(Materials provided)
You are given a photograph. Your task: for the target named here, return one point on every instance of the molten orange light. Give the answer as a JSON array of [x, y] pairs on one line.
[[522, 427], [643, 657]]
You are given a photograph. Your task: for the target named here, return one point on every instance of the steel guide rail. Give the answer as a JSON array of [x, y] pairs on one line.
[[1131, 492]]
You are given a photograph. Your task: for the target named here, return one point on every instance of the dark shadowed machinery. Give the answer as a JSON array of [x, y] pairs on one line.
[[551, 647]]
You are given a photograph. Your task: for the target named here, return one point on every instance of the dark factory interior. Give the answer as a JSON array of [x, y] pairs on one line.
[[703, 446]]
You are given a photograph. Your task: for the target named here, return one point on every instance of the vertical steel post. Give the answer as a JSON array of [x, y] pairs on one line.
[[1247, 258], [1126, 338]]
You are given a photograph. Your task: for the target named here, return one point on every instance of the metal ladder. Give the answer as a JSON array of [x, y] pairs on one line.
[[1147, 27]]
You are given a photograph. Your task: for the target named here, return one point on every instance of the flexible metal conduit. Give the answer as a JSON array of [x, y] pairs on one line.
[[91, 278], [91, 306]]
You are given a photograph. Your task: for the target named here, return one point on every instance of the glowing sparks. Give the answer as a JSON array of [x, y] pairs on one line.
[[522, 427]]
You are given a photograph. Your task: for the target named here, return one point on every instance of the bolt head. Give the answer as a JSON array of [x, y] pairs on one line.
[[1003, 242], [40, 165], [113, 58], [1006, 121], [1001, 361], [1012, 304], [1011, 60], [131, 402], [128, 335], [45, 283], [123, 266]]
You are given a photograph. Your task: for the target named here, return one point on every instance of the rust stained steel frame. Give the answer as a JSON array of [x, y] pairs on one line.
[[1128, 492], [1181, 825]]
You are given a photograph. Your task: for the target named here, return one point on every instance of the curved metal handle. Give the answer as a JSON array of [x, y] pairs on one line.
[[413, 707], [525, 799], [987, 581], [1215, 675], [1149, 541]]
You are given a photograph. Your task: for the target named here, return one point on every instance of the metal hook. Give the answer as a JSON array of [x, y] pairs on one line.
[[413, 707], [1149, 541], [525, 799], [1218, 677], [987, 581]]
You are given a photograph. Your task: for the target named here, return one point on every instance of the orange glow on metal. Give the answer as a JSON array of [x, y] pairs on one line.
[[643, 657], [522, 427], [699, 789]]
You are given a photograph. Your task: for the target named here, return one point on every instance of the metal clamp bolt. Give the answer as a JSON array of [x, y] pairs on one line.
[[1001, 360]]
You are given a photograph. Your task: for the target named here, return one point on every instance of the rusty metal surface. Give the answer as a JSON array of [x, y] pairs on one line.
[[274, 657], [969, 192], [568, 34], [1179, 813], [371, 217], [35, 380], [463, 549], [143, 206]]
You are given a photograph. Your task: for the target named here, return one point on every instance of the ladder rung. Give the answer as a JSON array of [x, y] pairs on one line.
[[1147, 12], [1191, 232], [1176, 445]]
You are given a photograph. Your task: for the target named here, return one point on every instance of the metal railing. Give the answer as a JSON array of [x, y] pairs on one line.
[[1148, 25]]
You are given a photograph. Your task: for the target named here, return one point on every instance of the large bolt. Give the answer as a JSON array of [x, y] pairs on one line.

(Goal of the exercise)
Can you write out, character for character and with nothing added, the stretch of the records above from the line containing "the metal clamp" through the line containing "[[1001, 360]]"?

(Final answer)
You are given a photograph. Your task: for the target named here, return one point on every instance of the metal clamp bolt. Give the answer as a JSON array of [x, y] pairs on one line.
[[1001, 360]]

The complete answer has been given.